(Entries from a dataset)
────────────────
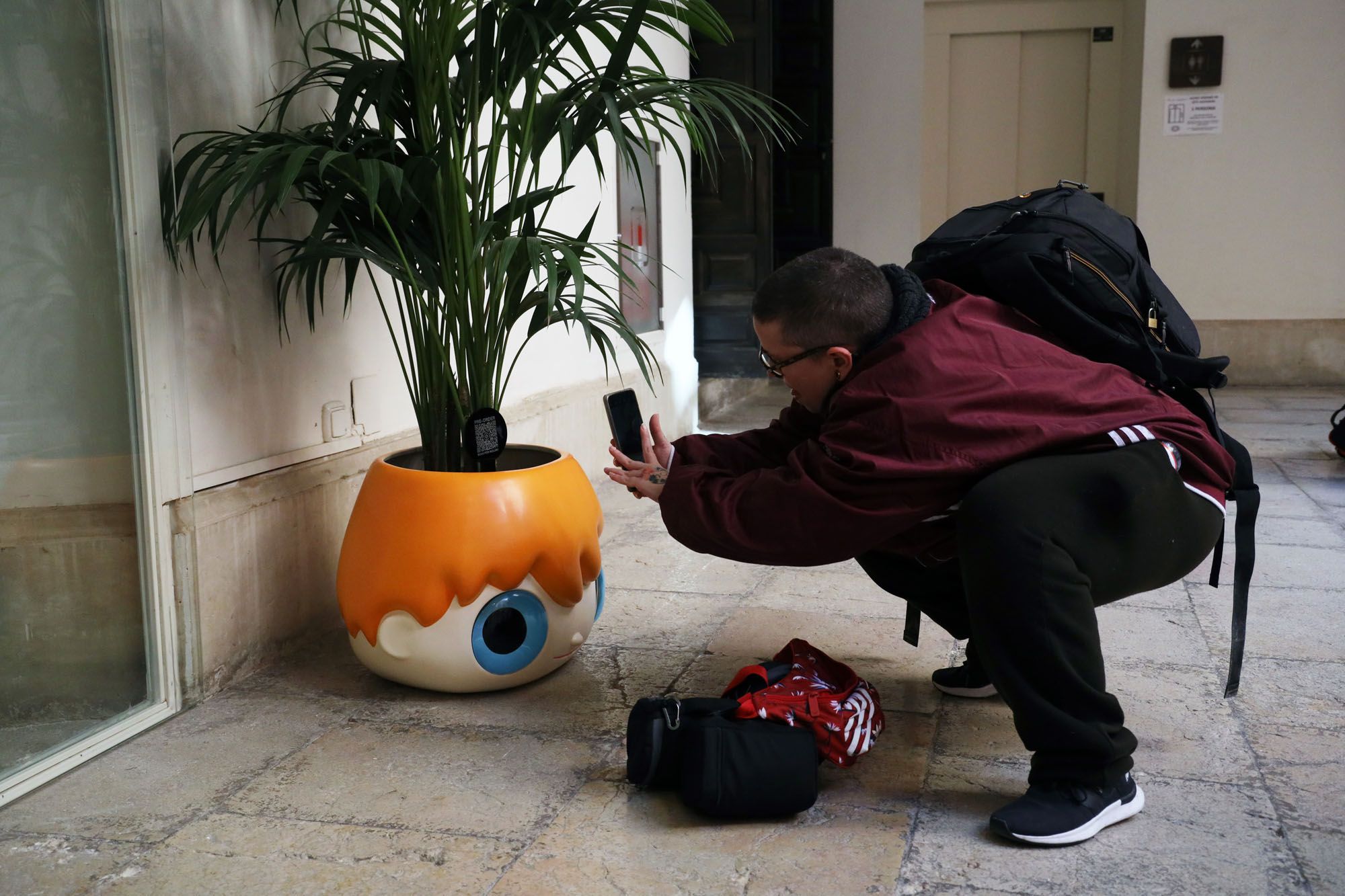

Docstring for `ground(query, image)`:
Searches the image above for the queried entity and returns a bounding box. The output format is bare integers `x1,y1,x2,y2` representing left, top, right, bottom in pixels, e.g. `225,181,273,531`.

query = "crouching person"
607,249,1233,844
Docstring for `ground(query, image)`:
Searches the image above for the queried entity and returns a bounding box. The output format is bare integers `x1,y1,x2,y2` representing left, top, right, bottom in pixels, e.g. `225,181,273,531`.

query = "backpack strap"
901,600,920,647
1166,384,1260,697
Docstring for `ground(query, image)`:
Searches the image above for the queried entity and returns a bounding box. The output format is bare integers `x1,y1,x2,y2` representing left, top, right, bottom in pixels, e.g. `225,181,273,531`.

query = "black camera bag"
625,663,820,818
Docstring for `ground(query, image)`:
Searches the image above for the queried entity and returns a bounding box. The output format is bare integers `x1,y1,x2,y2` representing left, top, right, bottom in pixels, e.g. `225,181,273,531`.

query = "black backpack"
907,180,1260,697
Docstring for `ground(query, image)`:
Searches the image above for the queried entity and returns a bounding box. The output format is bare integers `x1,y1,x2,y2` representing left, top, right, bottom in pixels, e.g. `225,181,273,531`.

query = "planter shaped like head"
336,445,603,692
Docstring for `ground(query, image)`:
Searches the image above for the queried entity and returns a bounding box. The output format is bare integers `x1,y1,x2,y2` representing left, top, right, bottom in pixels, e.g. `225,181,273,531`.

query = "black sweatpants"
858,441,1224,786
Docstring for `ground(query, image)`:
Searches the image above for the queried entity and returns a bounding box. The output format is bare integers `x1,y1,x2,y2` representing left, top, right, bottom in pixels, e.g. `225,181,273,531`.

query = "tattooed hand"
603,426,668,502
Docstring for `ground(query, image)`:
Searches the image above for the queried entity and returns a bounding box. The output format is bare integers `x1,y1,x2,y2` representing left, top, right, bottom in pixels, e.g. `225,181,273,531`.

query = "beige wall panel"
1003,30,1092,187
1137,0,1345,319
944,34,1020,218
829,0,924,263
1196,317,1345,384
────────────────
Aim of the exercise:
Find every line in the material above that contains the word "backpack", and copy each of those lines. Case counts.

Result of the exercise:
query = "backpack strap"
query = "black backpack"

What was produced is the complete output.